What you will do:
(a) Copy the passage of the post on staying positive between "Even if you" and "quality clunky casettes.", inclusive.
(b) Summarize the post on staying positive in two sentences.
(c) Pick up the post on staying positive after its final sentence and carry it on in the same voice.

==== Page extract ====

Its difficult for someone like me to preach about how everyone should be positive because 1) I’ve done very well out of life financially and 2) I actually have depression, so it can seem kinda ironic :D. However I shall try!

I read a good book last year about how everything in the world is getting better and better for all of us, and how things are amazing. Its sounds like bullshit but its true. By almost any metric, society just keeps getting better. Less hunger, Less disease, Less poverty, More education. We live in a time of relentless progress and awesomeness. This never gets on the news, but thats a CHOICE. We can choose to focus on whats good and awesome in the world if we choose to.

Even if you are on a low income, or unemployed right now, things are really not too bad compared with almost any point in history. Even given my own life, I would DEFINITELY prefer to be poor and unemployed right now than in the very early 1990s when I was both those things. We didnt have the internet to entertain/amuse/inform or educate us. Unemployment in the UK was pretty bad then (way worse than now). I had to learn computing by trips to the library as I couldnt afford the books. I’d listen to music on a casette player as I walked to the library. No mp3s, no spotify. shitty, poor quality clunky casettes.

Audio Tapes Vs. HD Audio?

The thing is, we DO live in great times, if you can brush apart the waves of monetized negativity and try to be positive by default. We are actually making phenomenal strides in renewable energy. Computers have got so laughably fast we all have a personal supercomputer we can talk to and it talks back. wtf! We can even carry them in our pockets and communicate with our friends wherever they are.

Just pause and imagine covid lockdown in 1990. No internet. No mobile phones. You cant see your friends, you cant even talk to them unless your parents let you use *the phone* for a short (expensive) period. You have to amuse yourself with books, a very, very primitive games console if you are super-lucky, or watch whatever your parents choose to watch from the 3 or 4 channels of terrestrial TV. And no, its not HD.

==== Data below ====

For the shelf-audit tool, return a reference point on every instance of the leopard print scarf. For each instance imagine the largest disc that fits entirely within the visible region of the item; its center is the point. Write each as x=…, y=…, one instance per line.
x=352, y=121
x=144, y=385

====

Answers for this exercise:
(a)
Even if you are on a low income, or unemployed right now, things are really not too bad compared with almost any point in history. Even given my own life, I would DEFINITELY prefer to be poor and unemployed right now than in the very early 1990s when I was both those things. We didnt have the internet to entertain/amuse/inform or educate us. Unemployment in the UK was pretty bad then (way worse than now). I had to learn computing by trips to the library as I couldnt afford the books. I’d listen to music on a casette player as I walked to the library. No mp3s, no spotify. shitty, poor quality clunky casettes.

(b) The writer has done well financially and has depression, but argues that by almost any metric the world keeps getting better, with less hunger, disease and poverty and more education, and that focusing on what is good is a choice. The writer compares being poor and unemployed in the early 1990s with today and imagines a covid lockdown in 1990 with no internet or mobile phones, pointing to progress in renewable energy and pocket-sized computers as signs that we live in great times.

(c)
TV Whirl - ITV Teletext

Things are awesome now. People are landing rockets on boats to re-use them so even rural people can have super-fast internet soon. You can buy solar panels and use them to partially power your own house. Take that energy companies! There are a bazillion channels of entertainment in superb picture quality, and endless fun entertainment on youtube for everyone. You can make and sell video games FROM YOUR HOME, and you can learn how to do it from home too, for free.

And yes… believe it or not, you likely live in a society that is WAY less sexist, WAY less racist and WAY more accepting of people of all kinds than twenty or thirty years ago. Its telling that its totally unacceptable for me to even mention the derogatory words used for people of color routinely when I was a child. Sure, sexist, racist and transphobic people exist, but oh my god, the progress on these issues has been amazing.

But lastly, the thing that REALLY annoys me is that saying ‘hey, life is pretty cool isn’t it’ is something you will get ABUSE for posting on twitter. Its literally described as a ‘bad take‘. This is fucked up. People are so obsessed with doomscrolling and ‘calling out’ and hurling abuse they are actually subconciously banishing positivity from their lifes. This is nuts.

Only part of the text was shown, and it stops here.